SOURCE EXTRACT
** start **

What is your rate of improving yourself?

What is it that you do to commit yourself in improving?

Do you read? Do you attend classes? 

How much do you spend monthly or yearly on improving yourself?

Do you wake up and just go through day-by-day and wait for what's next?

You pray 5 times a day. Do you read the same surah everytime? Why not try memorizing another short surah and read it in your next salah?

You cook everyday. Why not improve your cooking by watching AFC on Astro or by trying out different recipes on the net?

Commit yourself to a gym instructor to ensure that you exercise. Or to a weekly aerobic class. Or join a cycling group.

Join a nearby toastmasters club to improve on your public speaking. 

Spend some money on books & knowledge, and spend time on them!

Attend motivational courses, learn a new language, listen to parenting seminar. Sign up for a weekly quranic classes.

** end **

PROBLEM
Continue the piece on committing to self-improvement from its final line, keeping the same direct voice and short suggestions.

SUPPLIED INFORMATION

** start **

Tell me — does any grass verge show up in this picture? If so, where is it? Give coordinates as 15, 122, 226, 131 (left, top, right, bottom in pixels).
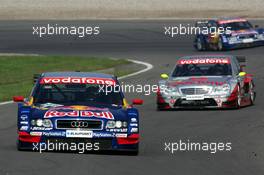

** end **

EXERCISE RESULT
Its not about the age. I think older people have a bigger ego in learning. "I've experienced a lot in life, it is now your turn," they'll say to the younger generation. However, the way I see it, they will have an even shorter time, and they are the ones that should be making full use of the final countdown. They will definitely not be buzy with careers and busy lives for sure. So why not improve yourself spiritually? Do more sunnah prayers. Understand the quran. Attend classes. Or go and make that dream that you've always wanted, a reality? Travel? Sewing? Gardening? Drive a fast car? Bungy jumping? (nghehee) No one is going to stop you this time.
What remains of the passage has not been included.